[Part of a data file]
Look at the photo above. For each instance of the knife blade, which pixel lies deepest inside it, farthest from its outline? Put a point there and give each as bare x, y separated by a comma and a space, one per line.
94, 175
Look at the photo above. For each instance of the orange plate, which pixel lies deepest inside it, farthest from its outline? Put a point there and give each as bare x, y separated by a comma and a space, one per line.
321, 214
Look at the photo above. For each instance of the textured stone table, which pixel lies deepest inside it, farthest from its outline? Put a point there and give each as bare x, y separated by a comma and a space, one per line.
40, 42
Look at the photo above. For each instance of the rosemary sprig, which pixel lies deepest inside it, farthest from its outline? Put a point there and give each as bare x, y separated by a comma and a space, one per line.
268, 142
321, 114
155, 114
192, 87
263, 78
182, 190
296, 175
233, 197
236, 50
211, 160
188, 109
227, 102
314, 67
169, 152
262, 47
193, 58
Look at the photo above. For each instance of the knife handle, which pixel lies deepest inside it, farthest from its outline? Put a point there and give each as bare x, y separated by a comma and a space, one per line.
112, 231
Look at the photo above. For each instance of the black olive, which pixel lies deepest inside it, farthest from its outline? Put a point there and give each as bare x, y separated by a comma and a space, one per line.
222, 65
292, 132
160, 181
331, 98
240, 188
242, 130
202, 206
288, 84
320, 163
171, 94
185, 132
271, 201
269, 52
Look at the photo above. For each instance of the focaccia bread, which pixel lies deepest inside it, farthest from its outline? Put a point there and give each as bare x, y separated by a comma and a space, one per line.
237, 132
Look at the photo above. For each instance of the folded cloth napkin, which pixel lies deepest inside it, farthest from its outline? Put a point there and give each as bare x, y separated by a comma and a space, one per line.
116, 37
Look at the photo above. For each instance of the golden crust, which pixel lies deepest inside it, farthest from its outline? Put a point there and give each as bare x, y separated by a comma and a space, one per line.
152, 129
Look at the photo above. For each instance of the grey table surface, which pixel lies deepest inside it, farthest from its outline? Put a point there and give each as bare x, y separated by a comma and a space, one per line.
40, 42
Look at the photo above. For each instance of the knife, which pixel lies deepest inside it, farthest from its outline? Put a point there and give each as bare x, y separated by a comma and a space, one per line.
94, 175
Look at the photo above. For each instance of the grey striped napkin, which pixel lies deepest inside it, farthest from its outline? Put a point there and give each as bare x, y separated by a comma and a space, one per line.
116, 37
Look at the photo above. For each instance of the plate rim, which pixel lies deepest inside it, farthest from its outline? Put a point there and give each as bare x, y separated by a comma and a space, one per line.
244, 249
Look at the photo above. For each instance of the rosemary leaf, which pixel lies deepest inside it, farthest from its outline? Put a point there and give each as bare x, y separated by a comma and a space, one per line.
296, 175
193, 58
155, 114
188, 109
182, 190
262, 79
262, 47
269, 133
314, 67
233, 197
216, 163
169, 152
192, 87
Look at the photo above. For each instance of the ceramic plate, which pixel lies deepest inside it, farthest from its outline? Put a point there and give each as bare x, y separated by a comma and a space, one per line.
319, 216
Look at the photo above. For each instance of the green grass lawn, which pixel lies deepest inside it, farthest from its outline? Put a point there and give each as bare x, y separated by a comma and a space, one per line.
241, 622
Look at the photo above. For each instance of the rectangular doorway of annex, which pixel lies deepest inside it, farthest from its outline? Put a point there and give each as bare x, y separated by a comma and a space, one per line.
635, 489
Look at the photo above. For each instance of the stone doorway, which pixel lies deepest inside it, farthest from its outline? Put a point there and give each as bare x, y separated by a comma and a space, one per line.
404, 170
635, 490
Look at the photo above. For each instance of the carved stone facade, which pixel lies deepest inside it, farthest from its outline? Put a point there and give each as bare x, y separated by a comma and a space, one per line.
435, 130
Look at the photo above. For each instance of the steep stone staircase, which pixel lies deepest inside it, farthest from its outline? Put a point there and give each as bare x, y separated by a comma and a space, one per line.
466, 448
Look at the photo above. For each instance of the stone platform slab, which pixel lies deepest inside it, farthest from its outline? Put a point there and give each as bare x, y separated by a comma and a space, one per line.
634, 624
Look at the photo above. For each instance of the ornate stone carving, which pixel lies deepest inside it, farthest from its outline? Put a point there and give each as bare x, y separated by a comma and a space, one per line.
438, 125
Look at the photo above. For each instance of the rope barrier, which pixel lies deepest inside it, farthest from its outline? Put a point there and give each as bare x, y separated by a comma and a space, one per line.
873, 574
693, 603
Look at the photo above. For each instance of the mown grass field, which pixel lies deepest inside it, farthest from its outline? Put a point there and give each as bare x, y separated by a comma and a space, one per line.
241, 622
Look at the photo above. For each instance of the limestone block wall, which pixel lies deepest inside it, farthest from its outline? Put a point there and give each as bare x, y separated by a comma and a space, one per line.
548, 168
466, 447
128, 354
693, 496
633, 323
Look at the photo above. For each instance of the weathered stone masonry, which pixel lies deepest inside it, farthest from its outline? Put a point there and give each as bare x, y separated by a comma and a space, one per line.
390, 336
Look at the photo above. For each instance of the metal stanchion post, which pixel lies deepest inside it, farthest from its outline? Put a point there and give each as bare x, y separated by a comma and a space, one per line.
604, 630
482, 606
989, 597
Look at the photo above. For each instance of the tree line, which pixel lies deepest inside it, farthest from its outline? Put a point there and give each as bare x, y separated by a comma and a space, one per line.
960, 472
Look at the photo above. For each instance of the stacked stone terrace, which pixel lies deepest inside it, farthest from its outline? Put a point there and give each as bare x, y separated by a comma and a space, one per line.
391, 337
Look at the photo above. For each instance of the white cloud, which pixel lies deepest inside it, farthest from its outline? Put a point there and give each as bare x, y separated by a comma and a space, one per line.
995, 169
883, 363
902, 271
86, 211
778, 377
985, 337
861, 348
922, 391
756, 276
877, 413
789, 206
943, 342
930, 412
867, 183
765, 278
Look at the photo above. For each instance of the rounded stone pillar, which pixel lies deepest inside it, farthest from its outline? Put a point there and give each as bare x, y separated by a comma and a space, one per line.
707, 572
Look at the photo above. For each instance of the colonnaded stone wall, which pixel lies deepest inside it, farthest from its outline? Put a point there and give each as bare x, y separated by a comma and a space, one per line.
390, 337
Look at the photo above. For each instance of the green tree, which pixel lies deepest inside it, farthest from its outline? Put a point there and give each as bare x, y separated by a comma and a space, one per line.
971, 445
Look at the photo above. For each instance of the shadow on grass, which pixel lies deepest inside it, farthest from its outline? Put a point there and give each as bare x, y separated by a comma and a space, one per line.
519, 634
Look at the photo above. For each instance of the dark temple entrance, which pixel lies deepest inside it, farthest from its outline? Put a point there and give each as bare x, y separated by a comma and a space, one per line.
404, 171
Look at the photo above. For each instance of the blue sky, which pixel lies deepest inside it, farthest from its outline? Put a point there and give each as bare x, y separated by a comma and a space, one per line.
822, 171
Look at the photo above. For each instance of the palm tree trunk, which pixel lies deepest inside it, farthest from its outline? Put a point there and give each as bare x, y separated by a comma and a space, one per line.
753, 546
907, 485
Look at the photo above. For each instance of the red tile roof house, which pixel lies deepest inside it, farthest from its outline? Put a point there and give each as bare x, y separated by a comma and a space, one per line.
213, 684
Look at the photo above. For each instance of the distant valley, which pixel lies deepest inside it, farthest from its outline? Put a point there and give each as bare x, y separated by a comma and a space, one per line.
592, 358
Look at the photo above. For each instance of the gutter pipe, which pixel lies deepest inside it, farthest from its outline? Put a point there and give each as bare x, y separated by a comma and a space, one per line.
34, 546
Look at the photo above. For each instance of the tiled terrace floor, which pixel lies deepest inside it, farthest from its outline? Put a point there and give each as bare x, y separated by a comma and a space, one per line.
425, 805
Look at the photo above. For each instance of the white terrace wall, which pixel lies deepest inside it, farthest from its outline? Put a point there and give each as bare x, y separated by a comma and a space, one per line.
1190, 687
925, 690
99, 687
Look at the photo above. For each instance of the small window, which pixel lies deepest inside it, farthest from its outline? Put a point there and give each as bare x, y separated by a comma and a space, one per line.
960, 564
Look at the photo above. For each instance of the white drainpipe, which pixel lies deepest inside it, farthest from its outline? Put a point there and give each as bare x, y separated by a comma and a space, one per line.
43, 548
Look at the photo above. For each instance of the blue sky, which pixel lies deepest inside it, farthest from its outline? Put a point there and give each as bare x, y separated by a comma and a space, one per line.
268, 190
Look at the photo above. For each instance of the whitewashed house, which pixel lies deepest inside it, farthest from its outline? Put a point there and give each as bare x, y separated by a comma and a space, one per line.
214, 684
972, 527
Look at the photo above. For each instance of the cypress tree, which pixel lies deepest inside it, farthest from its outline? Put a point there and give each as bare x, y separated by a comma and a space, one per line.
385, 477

[OBJECTIVE] Lines from the one containing "white drainpipe, which" through the final line are to be given again verbatim, with nothing before or after.

[SOLUTION TO THE PROBLEM]
Look at the photo above. For each instance of the white drainpipe, which pixel lies deepest inside it, farthest from its outline? Put a point there and give each as bare x, y separated by a comma and a space, one per line.
43, 548
Look at the photo above. For each instance of the blue sky, which pixel lies deepest inside it, farthest from its outline? Put a point there and give each as bare x, y separated by a comma and a space, one per line.
268, 190
Look at the photo above. For each instance of the whitewashed house, which pixel lies deepest inside it, farthest from its outline? Put a point there and give each as bare x, y separated by a comma and a space, one per line.
214, 684
972, 527
Look at the photo above. For each instance of the cypress tree, which pixel lies deepest inside it, farthest from its outline? Put a point there and give each as bare x, y separated by a comma and a space, one per line.
385, 477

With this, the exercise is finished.